Recast each line of the listing below as a string in a JSON list, one string per line, skipping blank lines. Leave the picture out of the result.

Bounding-box records
+===+
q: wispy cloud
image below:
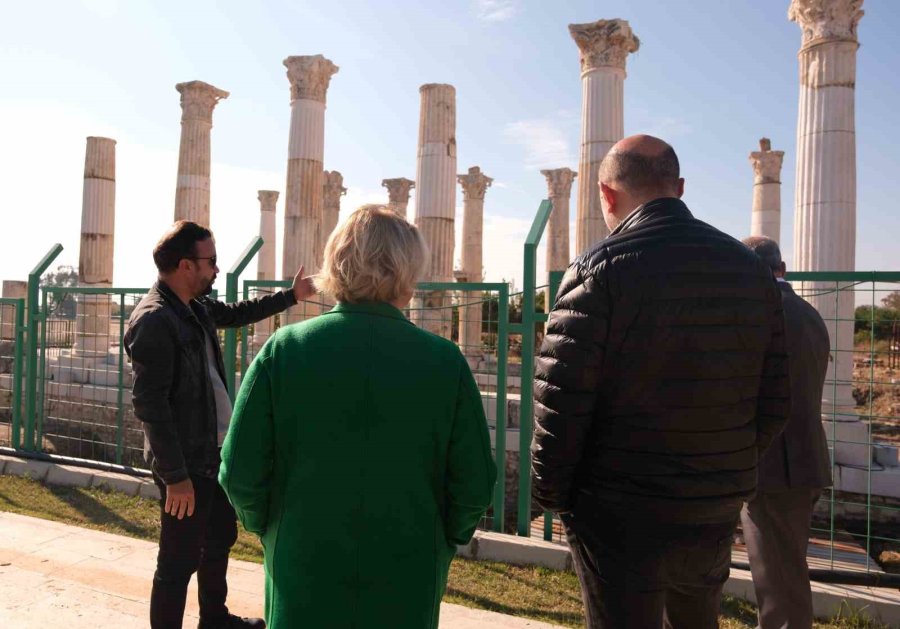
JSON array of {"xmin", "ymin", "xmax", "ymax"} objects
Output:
[
  {"xmin": 474, "ymin": 0, "xmax": 519, "ymax": 22},
  {"xmin": 503, "ymin": 118, "xmax": 575, "ymax": 170}
]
+===+
# PROBLEM SOLUTION
[
  "q: wispy cloud",
  "image below:",
  "JSON array of {\"xmin\", \"ymin\", \"xmax\", \"ymax\"} objects",
  "Output:",
  "[",
  "  {\"xmin\": 474, \"ymin\": 0, \"xmax\": 519, \"ymax\": 22},",
  "  {\"xmin\": 503, \"ymin\": 118, \"xmax\": 575, \"ymax\": 170}",
  "]"
]